(Data taken from a collection)
>> START

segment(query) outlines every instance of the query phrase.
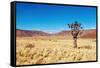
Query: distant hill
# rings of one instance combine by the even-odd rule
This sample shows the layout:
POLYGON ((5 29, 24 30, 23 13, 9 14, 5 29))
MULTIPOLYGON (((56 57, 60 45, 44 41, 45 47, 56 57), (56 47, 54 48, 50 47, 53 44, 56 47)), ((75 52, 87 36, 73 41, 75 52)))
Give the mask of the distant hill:
MULTIPOLYGON (((61 31, 54 34, 49 34, 43 31, 16 30, 17 37, 32 37, 32 36, 71 36, 70 31, 61 31)), ((80 38, 96 38, 96 29, 84 30, 79 35, 80 38)))
POLYGON ((30 30, 16 30, 16 36, 18 37, 32 37, 32 36, 48 36, 48 33, 42 31, 30 31, 30 30))

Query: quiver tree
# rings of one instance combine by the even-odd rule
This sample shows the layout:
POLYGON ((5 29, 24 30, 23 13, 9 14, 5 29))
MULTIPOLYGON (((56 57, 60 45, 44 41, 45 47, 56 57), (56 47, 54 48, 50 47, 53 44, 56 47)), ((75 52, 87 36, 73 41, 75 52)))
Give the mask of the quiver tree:
POLYGON ((83 27, 81 27, 81 24, 78 23, 77 21, 75 21, 74 23, 68 24, 68 27, 71 29, 71 34, 73 36, 74 48, 77 48, 77 36, 78 36, 79 32, 81 32, 83 27))

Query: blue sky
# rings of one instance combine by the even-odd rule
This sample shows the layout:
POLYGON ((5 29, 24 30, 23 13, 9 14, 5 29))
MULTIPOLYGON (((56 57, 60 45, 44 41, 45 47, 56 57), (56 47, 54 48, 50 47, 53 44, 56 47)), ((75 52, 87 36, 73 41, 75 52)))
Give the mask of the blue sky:
POLYGON ((55 33, 78 21, 84 29, 96 28, 96 8, 43 4, 16 4, 16 29, 55 33))

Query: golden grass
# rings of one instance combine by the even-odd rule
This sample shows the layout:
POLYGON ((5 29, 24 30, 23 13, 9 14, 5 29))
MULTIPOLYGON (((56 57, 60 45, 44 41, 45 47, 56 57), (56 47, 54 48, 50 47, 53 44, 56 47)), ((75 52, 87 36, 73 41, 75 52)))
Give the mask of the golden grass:
POLYGON ((73 40, 61 37, 17 37, 16 65, 81 62, 96 60, 95 39, 73 40))

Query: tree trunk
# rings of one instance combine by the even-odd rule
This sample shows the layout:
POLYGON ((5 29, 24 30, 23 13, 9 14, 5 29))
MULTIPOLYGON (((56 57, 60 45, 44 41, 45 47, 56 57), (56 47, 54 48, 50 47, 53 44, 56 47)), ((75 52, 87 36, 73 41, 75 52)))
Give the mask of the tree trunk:
POLYGON ((74 48, 77 48, 77 38, 73 38, 73 45, 74 45, 74 48))

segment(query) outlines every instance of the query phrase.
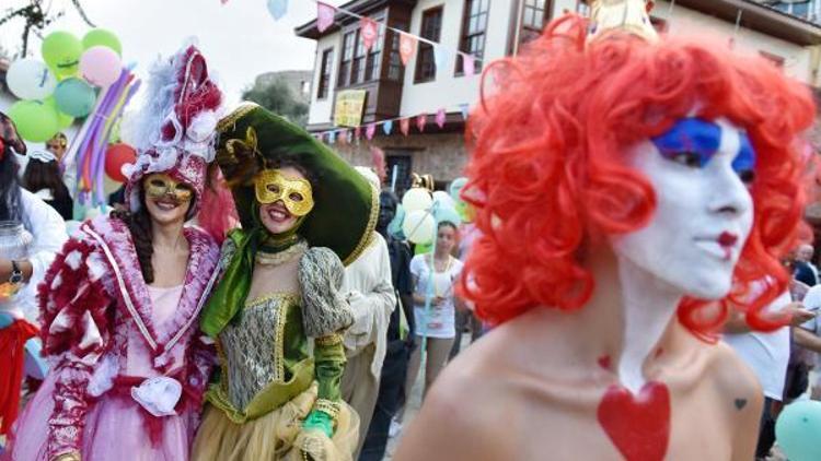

>> END

▸ The exercise:
Rewrite all the entries above with every "Give the mask of" changed to "Outline" and nothing else altered. Omit the pictures.

▸ Result:
segment(query) outlines every instance of the query phrase.
Query: distant hill
# rings of one instance combine by the even-odd rule
This sample shows the layout:
POLYGON ((5 29, 24 30, 23 13, 9 14, 5 29))
MULTIPOLYGON (((56 57, 60 45, 44 41, 45 47, 56 57), (56 47, 54 48, 50 47, 53 44, 56 47)), ((75 52, 87 36, 73 41, 75 52)))
Outline the distant hill:
MULTIPOLYGON (((61 31, 54 34, 49 34, 43 31, 16 30, 17 37, 32 37, 32 36, 71 36, 70 31, 61 31)), ((80 38, 96 38, 96 29, 84 30, 79 35, 80 38)))
POLYGON ((30 30, 16 30, 16 36, 18 37, 32 37, 32 36, 48 36, 48 33, 42 31, 30 31, 30 30))

Query: quiver tree
# rings of one instance combine by the even-odd rule
This sample shows the layout:
POLYGON ((5 29, 24 30, 23 13, 9 14, 5 29))
MULTIPOLYGON (((56 57, 60 45, 44 41, 45 47, 56 57), (56 47, 54 48, 50 47, 53 44, 56 47)), ((75 52, 87 36, 73 41, 75 52)))
Outline the quiver tree:
POLYGON ((83 27, 81 27, 81 24, 78 23, 77 21, 75 21, 74 23, 68 24, 68 27, 71 29, 71 34, 73 36, 74 48, 77 48, 77 36, 78 36, 79 32, 81 32, 83 27))

Query: blue sky
# rings of one instance combine by the even-odd rule
This sample shows the layout:
POLYGON ((5 29, 24 30, 23 13, 9 14, 5 29))
MULTIPOLYGON (((56 57, 60 45, 44 41, 45 47, 56 57), (56 47, 54 48, 50 47, 53 44, 56 47)), ((75 52, 87 36, 73 41, 75 52)))
Outline the blue sky:
POLYGON ((55 33, 78 21, 84 29, 96 28, 96 8, 43 4, 16 4, 16 29, 55 33))

Query: golden grass
# rings of one instance combine by the even-odd rule
This sample shows the layout:
POLYGON ((5 29, 24 30, 23 13, 9 14, 5 29))
MULTIPOLYGON (((56 57, 60 45, 44 41, 45 47, 56 57), (56 47, 54 48, 50 47, 53 44, 56 47)), ((75 52, 87 36, 73 41, 75 52)))
Outline the golden grass:
POLYGON ((73 40, 61 37, 17 37, 16 65, 81 62, 96 60, 95 39, 73 40))

Query: tree trunk
# rings of one instance combine by the even-odd rule
This sample shows the layout:
POLYGON ((5 29, 24 30, 23 13, 9 14, 5 29))
MULTIPOLYGON (((56 57, 60 45, 44 41, 45 47, 56 57), (56 47, 54 48, 50 47, 53 44, 56 47)), ((75 52, 87 36, 73 41, 75 52)))
Outline the tree trunk:
POLYGON ((74 48, 77 48, 77 38, 73 38, 73 45, 74 45, 74 48))

segment(query) outlines every instance of the query phrase.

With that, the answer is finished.